=== WHAT IS BEING ASKED ===
Copy out, unchanged, everything in the records below from the line containing "Which pixel sits on the white baseboard?" down to the last line, with both of those lines included.

=== ITEMS ===
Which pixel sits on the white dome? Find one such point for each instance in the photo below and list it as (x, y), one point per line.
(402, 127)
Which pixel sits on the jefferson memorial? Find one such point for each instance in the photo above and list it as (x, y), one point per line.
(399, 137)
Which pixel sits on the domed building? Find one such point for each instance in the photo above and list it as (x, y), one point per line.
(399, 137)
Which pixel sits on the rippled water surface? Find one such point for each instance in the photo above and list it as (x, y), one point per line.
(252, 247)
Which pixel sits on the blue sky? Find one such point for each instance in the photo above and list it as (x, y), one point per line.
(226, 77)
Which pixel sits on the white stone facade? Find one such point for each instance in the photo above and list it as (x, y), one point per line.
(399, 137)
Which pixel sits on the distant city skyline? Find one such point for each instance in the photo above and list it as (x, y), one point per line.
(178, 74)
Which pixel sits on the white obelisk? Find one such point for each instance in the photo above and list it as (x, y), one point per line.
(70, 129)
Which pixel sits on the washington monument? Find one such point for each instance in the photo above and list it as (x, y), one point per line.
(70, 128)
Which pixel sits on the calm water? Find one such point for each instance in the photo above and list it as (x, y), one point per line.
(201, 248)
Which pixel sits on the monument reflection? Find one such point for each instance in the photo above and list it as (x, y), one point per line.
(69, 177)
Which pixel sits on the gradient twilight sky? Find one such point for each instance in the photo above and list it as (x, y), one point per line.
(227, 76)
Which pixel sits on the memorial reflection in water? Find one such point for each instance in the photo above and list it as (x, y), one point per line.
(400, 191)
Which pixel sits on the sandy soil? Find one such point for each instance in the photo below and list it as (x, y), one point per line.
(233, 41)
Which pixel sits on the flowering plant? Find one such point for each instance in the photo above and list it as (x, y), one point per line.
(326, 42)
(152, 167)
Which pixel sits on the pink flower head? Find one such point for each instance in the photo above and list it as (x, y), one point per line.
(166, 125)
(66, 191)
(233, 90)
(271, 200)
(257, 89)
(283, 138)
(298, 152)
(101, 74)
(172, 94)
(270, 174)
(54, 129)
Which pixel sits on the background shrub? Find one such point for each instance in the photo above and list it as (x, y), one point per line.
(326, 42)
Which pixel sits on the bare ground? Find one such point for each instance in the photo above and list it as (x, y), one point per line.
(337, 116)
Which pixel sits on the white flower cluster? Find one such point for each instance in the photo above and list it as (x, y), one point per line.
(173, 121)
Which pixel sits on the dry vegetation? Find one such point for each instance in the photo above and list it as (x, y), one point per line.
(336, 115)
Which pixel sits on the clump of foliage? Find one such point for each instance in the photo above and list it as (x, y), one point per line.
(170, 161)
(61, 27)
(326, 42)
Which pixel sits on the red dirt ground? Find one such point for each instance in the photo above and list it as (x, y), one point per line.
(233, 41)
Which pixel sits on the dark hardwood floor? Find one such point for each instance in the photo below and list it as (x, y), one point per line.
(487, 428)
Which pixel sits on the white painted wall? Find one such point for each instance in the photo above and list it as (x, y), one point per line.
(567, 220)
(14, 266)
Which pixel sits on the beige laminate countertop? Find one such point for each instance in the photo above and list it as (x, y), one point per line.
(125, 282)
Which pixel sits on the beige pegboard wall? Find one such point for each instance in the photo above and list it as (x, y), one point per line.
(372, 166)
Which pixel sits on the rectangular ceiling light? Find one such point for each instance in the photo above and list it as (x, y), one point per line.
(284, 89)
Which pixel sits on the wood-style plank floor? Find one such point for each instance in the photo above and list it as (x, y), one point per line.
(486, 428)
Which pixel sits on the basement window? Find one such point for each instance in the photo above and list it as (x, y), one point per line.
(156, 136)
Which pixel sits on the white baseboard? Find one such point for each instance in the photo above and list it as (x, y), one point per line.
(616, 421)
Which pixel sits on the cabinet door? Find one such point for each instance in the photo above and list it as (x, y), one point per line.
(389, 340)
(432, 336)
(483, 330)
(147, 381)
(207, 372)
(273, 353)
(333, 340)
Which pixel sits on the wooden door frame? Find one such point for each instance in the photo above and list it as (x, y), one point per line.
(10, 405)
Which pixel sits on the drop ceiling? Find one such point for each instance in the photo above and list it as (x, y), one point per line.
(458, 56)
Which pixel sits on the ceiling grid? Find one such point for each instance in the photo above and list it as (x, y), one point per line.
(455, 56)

=== EXERCISE RESPONSE ===
Which pixel sits on the white baseboard? Find one such point for each instance in the photo above and list it as (x, y), one point per line.
(616, 421)
Which pixel sits on the cabinet door? Find one such point for each instance in the photo above and list it as (x, y), one point per line.
(389, 340)
(432, 336)
(483, 330)
(147, 381)
(207, 372)
(273, 353)
(333, 340)
Which pixel sits on the wooden door frame? Find one such point for each instance in the photo above and list it as (x, y), one point per line.
(10, 405)
Which pixel sits on the drop ceiling? Find one such point for each instance in the photo above and list it as (x, y), one point per line.
(458, 56)
Which pixel sits on the ceiling grid? Find one such point for each instance in the photo above and list it as (x, y), one point per line.
(455, 56)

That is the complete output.